### Aim of the exercise:
Scan the entries that follow and copy out every line containing "wooden".

[Data items]

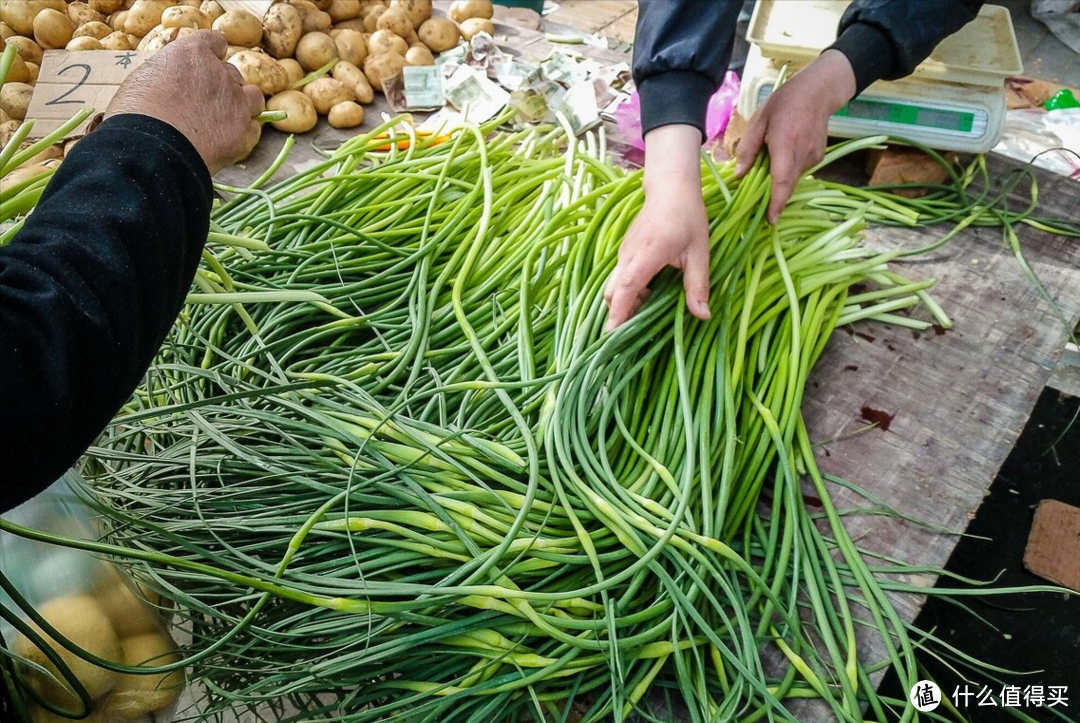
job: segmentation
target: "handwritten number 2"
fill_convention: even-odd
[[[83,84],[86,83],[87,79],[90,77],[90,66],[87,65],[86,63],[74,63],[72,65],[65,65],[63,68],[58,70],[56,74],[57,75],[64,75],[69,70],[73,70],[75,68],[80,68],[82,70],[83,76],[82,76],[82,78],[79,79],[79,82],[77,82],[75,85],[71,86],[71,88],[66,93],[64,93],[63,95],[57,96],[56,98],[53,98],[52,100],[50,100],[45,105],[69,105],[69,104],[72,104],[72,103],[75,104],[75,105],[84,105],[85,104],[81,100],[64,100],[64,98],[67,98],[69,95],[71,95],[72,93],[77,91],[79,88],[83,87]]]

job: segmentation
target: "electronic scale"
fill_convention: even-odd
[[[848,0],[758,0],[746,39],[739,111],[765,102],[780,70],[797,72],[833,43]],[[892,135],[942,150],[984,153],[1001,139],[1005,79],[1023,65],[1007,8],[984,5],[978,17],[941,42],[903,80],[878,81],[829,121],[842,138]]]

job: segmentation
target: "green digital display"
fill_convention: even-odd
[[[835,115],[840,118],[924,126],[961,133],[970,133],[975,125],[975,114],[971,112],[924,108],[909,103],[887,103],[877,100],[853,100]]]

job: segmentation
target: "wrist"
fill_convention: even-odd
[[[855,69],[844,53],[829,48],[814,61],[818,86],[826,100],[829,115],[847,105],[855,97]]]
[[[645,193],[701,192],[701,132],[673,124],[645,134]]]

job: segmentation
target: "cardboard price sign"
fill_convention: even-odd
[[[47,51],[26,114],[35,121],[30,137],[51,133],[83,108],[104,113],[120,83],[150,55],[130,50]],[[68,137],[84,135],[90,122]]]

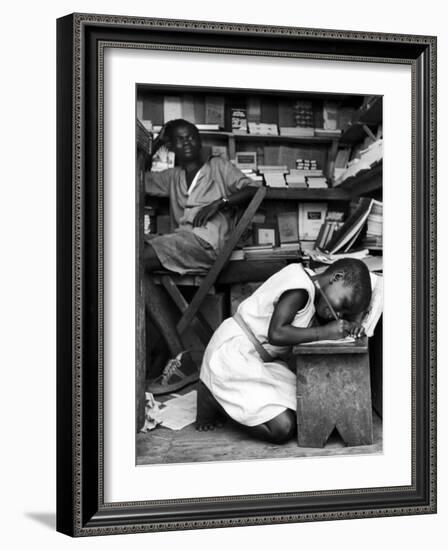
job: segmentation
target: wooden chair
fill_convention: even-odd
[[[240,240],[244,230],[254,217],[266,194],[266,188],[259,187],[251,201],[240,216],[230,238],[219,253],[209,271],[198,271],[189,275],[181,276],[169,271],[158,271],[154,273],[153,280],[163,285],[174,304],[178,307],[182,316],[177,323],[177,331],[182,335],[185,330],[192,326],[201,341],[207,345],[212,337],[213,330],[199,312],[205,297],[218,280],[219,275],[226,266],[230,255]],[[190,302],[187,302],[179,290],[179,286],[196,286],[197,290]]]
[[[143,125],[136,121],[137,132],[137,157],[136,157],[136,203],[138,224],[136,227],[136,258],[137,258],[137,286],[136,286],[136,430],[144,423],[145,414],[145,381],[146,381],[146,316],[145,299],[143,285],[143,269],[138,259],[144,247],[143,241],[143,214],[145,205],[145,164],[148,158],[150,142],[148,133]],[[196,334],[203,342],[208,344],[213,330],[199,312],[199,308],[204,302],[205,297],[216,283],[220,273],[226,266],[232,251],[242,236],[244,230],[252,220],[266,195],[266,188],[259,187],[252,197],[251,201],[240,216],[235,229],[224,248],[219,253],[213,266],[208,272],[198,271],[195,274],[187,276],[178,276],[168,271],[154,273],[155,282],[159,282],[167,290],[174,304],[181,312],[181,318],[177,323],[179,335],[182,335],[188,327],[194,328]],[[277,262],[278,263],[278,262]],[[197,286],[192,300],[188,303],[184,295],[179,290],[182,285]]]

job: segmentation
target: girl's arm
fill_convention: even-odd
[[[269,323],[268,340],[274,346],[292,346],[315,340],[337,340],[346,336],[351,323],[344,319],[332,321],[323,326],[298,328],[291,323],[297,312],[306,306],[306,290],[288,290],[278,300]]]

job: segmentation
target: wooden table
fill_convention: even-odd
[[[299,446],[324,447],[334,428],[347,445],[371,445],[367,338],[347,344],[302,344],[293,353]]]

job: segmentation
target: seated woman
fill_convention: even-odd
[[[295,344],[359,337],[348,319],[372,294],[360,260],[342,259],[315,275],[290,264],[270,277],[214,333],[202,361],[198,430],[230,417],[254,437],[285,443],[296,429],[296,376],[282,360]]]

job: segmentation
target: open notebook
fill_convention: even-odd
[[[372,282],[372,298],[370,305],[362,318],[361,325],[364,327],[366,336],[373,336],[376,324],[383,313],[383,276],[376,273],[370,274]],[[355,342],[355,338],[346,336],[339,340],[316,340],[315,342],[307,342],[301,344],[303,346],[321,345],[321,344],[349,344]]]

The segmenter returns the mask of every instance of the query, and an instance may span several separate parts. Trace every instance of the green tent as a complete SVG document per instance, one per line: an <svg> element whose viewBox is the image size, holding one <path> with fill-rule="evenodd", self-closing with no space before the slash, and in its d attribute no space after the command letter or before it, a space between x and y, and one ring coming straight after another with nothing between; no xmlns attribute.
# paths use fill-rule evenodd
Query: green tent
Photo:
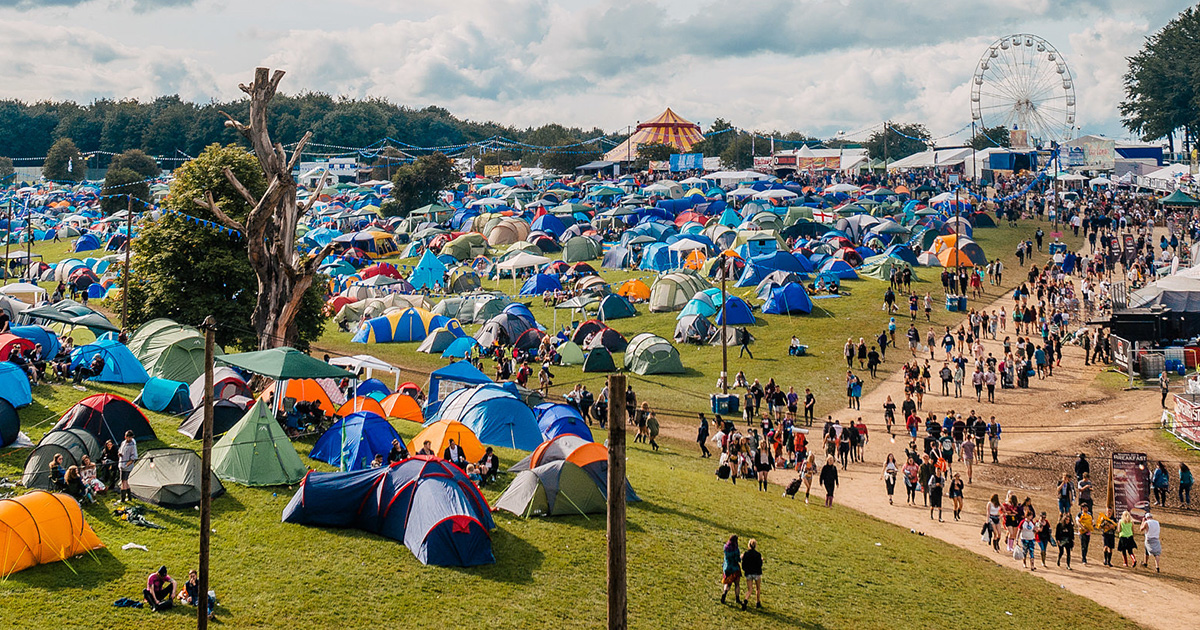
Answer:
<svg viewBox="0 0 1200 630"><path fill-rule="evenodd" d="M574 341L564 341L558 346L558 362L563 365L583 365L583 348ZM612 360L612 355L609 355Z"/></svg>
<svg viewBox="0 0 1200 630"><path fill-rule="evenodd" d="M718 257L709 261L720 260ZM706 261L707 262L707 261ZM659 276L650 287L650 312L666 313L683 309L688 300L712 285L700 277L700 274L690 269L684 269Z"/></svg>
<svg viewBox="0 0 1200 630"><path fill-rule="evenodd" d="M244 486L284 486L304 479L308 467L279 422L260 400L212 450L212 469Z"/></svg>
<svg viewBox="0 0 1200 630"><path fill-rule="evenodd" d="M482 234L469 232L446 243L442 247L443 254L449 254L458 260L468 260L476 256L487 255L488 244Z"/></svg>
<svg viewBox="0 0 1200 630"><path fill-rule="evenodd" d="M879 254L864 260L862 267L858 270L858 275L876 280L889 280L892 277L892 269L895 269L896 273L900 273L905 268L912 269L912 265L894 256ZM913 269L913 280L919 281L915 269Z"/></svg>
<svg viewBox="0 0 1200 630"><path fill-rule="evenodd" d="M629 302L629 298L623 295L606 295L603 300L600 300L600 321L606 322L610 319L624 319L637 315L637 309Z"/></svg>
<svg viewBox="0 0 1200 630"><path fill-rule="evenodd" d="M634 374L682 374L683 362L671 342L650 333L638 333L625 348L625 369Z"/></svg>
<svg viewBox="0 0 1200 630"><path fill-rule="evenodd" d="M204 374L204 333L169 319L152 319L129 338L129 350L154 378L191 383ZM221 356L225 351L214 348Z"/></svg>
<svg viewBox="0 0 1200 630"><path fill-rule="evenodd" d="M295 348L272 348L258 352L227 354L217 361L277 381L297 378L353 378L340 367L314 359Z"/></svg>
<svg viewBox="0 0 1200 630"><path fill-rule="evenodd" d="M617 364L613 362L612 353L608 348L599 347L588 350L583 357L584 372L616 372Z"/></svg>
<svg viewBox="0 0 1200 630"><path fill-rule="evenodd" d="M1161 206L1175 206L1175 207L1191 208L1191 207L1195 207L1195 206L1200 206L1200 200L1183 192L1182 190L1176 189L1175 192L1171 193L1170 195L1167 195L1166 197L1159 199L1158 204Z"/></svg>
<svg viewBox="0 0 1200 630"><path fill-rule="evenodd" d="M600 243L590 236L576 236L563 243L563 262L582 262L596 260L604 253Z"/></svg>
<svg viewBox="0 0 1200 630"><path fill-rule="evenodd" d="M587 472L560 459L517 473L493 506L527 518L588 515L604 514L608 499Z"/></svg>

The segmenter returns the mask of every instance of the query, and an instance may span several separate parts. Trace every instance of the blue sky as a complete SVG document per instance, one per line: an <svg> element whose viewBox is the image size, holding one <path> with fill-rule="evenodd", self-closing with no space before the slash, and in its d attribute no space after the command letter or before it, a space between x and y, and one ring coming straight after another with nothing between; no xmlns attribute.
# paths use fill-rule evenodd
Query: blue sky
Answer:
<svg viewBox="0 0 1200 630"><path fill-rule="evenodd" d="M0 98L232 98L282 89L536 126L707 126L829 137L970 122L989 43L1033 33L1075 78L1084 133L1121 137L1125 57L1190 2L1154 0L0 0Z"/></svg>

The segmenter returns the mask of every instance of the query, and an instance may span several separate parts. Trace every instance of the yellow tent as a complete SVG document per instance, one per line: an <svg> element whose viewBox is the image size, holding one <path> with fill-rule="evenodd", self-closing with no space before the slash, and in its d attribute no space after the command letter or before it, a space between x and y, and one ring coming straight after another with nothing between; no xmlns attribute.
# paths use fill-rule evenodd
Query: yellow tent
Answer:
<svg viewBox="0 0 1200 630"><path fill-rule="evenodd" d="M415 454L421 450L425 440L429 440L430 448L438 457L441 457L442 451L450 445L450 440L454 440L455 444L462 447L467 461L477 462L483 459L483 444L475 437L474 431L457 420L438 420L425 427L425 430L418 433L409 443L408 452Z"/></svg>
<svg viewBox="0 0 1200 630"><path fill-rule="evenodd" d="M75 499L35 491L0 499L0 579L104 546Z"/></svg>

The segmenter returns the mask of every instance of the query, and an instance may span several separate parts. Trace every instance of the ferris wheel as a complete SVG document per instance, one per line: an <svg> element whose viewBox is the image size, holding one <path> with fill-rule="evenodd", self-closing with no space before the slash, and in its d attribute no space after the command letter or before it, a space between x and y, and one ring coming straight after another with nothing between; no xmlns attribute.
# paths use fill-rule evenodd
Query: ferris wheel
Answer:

### Your response:
target: wooden chair
target: wooden table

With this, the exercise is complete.